What is needed here is a faithful repeat of every entry, with no character changed.

### [Dataset entries]

--*--

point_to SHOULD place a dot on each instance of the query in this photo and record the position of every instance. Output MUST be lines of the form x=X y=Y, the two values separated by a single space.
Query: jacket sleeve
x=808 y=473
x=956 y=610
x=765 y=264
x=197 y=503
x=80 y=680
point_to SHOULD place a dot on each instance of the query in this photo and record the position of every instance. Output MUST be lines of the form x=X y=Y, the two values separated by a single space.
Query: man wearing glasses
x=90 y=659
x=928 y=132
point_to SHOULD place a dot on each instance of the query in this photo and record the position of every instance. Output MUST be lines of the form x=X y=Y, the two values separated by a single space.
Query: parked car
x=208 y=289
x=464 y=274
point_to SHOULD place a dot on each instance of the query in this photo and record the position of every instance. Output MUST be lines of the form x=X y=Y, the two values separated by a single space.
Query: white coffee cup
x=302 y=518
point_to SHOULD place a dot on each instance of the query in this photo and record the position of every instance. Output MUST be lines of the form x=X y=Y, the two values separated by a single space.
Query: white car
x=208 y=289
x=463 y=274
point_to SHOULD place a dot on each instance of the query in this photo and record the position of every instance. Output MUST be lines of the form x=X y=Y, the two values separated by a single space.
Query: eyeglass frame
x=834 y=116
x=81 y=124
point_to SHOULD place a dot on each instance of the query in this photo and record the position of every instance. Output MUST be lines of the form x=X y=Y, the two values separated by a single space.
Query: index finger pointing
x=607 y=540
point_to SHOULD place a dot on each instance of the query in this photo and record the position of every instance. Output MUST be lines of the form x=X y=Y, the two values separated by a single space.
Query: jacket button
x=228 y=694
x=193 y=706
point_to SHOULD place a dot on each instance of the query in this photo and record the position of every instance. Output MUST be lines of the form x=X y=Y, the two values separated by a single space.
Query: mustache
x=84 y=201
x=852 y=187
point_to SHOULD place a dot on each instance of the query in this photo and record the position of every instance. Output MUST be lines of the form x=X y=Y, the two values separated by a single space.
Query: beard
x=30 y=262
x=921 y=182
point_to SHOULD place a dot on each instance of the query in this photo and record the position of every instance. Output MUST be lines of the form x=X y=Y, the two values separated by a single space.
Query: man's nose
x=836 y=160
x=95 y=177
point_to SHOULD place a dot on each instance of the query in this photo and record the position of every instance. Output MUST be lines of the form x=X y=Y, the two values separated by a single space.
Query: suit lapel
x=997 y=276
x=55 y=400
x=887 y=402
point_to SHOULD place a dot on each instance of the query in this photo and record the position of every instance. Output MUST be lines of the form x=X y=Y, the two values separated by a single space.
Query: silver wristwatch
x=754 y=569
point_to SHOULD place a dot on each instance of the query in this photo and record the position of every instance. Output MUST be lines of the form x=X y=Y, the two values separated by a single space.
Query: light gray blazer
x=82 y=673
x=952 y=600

--*--

### [RESULT FOR THIS TASK]
point_to SHOULD place a dot on each instance of the query in this photo and record the position of every instance. Output MUST be lines of the form x=X y=Y, the two values separated by a single space.
Query: jacket sleeve
x=808 y=473
x=956 y=610
x=765 y=264
x=197 y=503
x=80 y=680
point_to SHOULD place a dot on each instance of the query in this photo and record the position of every instance. Output MUST be lines of the form x=X y=Y, the two values separated by a single space.
Query: man wearing glasses
x=90 y=659
x=928 y=132
point_to SHOULD place a dot on each instance of the query in this photo and record the position of every instance. Output MUST be lines of the form x=X y=Y, the two values separated by a single space.
Query: parked car
x=208 y=289
x=464 y=274
point_to SHOULD place a dot on each instance of the query in this photo and record the position of every instance. Output MUST be lines of the form x=X y=Y, the two values separated by a single space.
Query: white coffee cup
x=302 y=518
point_to SHOULD place a dot on each instance of the query in this photo and record the position of every instance. Output MUST be lines of the form x=X y=Y, the two values separated by a single space.
Query: white car
x=208 y=289
x=463 y=274
point_to SHOULD place a dot on each instance of the query in this photo and record the position of every instance. Output MUST be lines of the form x=X y=Y, the two values separated by a single space.
Query: eyeglass frame
x=834 y=116
x=81 y=124
point_to SHOULD place a dot on each instance of the query in this photo and record the position of every instance. Output MUST be lines of the form x=X y=Y, the two values separated by a single space.
Query: index finger pointing
x=607 y=540
point_to SHOULD place a dot on each instance of the query in this photo and record the position of every instance. Output MUST be lines of the form x=X y=Y, the two values separated by a single space.
Query: jacket button
x=228 y=694
x=193 y=706
point_to SHOULD place a dot on each instance of the query in this photo and record the position of every instance. Output MUST be lines of the form x=X y=Y, the two values separated by a single space.
Query: mustache
x=84 y=201
x=852 y=187
point_to SHOULD place a dot on each instance of the query in this photo and record the position of every instance. Output MUST be lines of the form x=X y=Y, the two values separated by a single space.
Query: beard
x=30 y=262
x=921 y=182
point_to SHOULD place a dot on each instance of the query in this photo and record the position of every instance. Output MUST be lines of the form x=X y=Y, the two values separated by a single space.
Query: man's nose
x=836 y=160
x=95 y=177
point_to SHOULD place a dot on each instance of the query in this photo and record the position of every instance. Output MUST be lines of the form x=X y=Y, the two values separated by a single space.
Query: suit lapel
x=997 y=276
x=55 y=400
x=887 y=402
point_to SHOULD place a dot on each instance of the query in this photo and record the position of every instance. Output MUST be lines of the form x=X y=Y, the two values separated by a single space.
Query: silver wristwatch
x=754 y=569
point_to SHOULD place a dot on each instance of the query in this photo and record the position of every instance. Output MUST be lines of the form x=X y=Y, the two values separated by a single space.
Query: light gray blazer
x=82 y=673
x=952 y=600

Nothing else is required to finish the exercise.